(Problem)
Please locate every line below that contains the string "sandy" and copy each of those lines out in full. Treat the match as case-sensitive.

(Material for the task)
◆ ◆ ◆ ◆ ◆

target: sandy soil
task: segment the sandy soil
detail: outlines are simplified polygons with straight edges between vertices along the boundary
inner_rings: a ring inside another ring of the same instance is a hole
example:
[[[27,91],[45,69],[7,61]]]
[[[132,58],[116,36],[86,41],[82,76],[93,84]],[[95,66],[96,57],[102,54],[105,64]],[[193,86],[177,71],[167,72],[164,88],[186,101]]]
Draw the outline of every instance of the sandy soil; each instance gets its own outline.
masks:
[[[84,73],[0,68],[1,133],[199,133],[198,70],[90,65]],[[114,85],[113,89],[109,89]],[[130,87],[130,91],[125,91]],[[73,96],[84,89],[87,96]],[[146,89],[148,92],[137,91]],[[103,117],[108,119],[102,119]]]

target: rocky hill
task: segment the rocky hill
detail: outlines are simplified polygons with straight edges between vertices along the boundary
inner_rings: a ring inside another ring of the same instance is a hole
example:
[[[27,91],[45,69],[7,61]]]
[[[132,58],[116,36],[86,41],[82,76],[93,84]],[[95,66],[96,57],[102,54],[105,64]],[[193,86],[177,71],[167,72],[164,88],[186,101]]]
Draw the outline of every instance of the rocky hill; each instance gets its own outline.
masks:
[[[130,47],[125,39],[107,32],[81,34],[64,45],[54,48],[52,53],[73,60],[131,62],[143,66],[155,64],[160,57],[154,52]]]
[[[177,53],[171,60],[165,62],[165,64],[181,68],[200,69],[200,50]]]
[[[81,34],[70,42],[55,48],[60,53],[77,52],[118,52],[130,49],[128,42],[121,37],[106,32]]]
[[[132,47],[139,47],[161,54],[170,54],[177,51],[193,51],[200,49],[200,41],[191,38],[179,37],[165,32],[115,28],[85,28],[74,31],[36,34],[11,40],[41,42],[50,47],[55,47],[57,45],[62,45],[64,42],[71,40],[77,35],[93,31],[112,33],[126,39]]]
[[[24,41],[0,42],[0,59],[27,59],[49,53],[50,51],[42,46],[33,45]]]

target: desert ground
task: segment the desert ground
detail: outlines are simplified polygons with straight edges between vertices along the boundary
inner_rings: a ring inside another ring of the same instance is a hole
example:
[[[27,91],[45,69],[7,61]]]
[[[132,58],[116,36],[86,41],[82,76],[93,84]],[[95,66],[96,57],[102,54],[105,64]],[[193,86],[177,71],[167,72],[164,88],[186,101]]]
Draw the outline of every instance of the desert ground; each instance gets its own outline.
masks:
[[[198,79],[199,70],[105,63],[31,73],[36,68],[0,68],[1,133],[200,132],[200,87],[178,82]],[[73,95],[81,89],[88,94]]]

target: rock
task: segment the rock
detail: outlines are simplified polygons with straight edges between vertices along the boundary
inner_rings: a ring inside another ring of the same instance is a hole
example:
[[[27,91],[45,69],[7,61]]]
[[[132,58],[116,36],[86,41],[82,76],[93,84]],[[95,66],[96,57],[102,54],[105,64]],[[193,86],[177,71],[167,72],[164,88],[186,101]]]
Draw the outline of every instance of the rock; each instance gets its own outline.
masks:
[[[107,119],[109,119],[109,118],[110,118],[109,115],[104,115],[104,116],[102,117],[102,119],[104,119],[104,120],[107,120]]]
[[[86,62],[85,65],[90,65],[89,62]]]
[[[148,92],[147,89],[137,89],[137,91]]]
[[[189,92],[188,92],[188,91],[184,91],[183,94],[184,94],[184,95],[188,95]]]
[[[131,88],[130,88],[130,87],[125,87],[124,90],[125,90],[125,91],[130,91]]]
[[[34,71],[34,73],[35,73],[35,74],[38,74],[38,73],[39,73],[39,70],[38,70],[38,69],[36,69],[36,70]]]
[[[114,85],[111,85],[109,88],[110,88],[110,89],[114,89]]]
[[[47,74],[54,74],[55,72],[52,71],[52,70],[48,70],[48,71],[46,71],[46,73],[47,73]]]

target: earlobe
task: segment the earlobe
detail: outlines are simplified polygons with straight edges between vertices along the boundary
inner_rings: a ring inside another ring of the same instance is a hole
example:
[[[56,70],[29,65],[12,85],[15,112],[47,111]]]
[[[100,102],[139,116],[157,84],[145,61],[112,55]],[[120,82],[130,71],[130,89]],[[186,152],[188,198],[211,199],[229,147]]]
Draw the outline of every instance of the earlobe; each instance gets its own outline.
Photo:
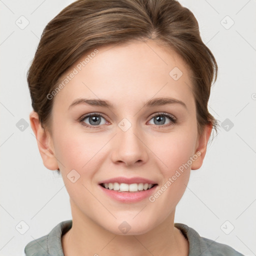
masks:
[[[206,154],[207,144],[212,130],[212,124],[205,126],[204,132],[198,139],[198,146],[196,150],[195,154],[198,155],[198,157],[192,162],[191,166],[191,170],[196,170],[202,166]]]
[[[50,134],[42,128],[38,114],[34,110],[30,114],[30,120],[44,166],[48,169],[56,170],[58,168],[58,166],[52,146],[52,138]]]

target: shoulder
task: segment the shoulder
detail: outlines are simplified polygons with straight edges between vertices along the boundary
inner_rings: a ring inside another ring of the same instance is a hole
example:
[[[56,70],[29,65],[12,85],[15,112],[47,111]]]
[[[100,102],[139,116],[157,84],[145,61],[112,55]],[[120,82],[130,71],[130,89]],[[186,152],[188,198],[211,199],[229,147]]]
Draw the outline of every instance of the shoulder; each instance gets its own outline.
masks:
[[[48,255],[47,246],[48,234],[30,242],[24,249],[26,256],[41,256]],[[44,254],[42,254],[43,252]]]
[[[194,230],[184,224],[176,223],[174,226],[178,228],[188,240],[188,256],[244,256],[227,244],[200,236]]]
[[[72,220],[59,223],[48,234],[28,244],[24,256],[62,256],[62,236],[72,226]]]

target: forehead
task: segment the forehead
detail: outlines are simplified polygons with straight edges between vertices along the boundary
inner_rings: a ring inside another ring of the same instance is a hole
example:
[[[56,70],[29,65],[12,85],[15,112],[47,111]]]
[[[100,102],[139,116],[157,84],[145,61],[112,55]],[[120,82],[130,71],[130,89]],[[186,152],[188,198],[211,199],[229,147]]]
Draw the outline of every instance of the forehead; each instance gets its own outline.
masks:
[[[106,46],[86,52],[60,78],[58,84],[67,82],[54,100],[68,108],[78,98],[104,98],[120,104],[154,96],[191,100],[190,74],[174,51],[156,42]]]

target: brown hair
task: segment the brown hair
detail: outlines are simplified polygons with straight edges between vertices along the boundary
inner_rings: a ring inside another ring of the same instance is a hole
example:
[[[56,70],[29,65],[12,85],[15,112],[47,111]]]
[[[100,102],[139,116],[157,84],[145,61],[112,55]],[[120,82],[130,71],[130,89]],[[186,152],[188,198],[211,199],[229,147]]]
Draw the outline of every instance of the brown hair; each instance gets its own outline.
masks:
[[[82,56],[100,46],[148,38],[175,50],[192,70],[198,136],[205,125],[212,124],[217,132],[218,121],[208,109],[217,64],[193,14],[174,0],[78,0],[50,20],[27,76],[42,127],[50,132],[54,99],[47,95]]]

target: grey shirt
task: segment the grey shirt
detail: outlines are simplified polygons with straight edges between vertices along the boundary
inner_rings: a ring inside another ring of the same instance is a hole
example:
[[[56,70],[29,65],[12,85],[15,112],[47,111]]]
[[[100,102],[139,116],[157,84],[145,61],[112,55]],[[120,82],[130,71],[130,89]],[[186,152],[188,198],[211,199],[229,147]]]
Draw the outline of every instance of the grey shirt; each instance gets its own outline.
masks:
[[[188,256],[244,256],[231,247],[200,236],[193,228],[184,224],[175,223],[188,240]],[[72,226],[72,220],[59,223],[47,235],[30,242],[25,247],[26,256],[64,256],[62,236]]]

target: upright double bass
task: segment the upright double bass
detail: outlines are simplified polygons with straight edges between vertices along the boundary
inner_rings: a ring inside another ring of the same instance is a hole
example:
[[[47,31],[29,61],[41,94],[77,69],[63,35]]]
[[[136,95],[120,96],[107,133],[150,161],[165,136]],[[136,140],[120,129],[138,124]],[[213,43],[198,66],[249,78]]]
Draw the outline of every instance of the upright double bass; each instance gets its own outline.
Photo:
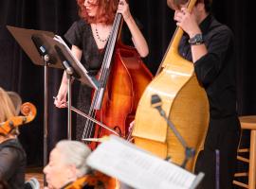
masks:
[[[191,0],[188,9],[192,11],[196,0]],[[178,54],[183,30],[177,27],[168,50],[159,66],[157,75],[143,93],[136,113],[133,137],[135,144],[161,158],[171,157],[181,164],[185,149],[168,128],[166,121],[151,106],[153,94],[162,100],[162,109],[177,129],[195,156],[186,168],[192,170],[203,143],[209,124],[209,102],[205,90],[194,75],[192,62]]]
[[[120,42],[121,24],[122,15],[117,13],[98,76],[100,86],[94,92],[88,114],[127,138],[138,100],[153,76],[137,50]],[[87,120],[82,139],[101,138],[111,133]],[[96,146],[97,143],[89,144],[92,149]]]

◆ ◆ ◆ ◆ ◆

(Response to the task)
target: sandy soil
task: segment the sandy soil
Draw the outline of every instance of the sandy soil; each instance gets its own outline.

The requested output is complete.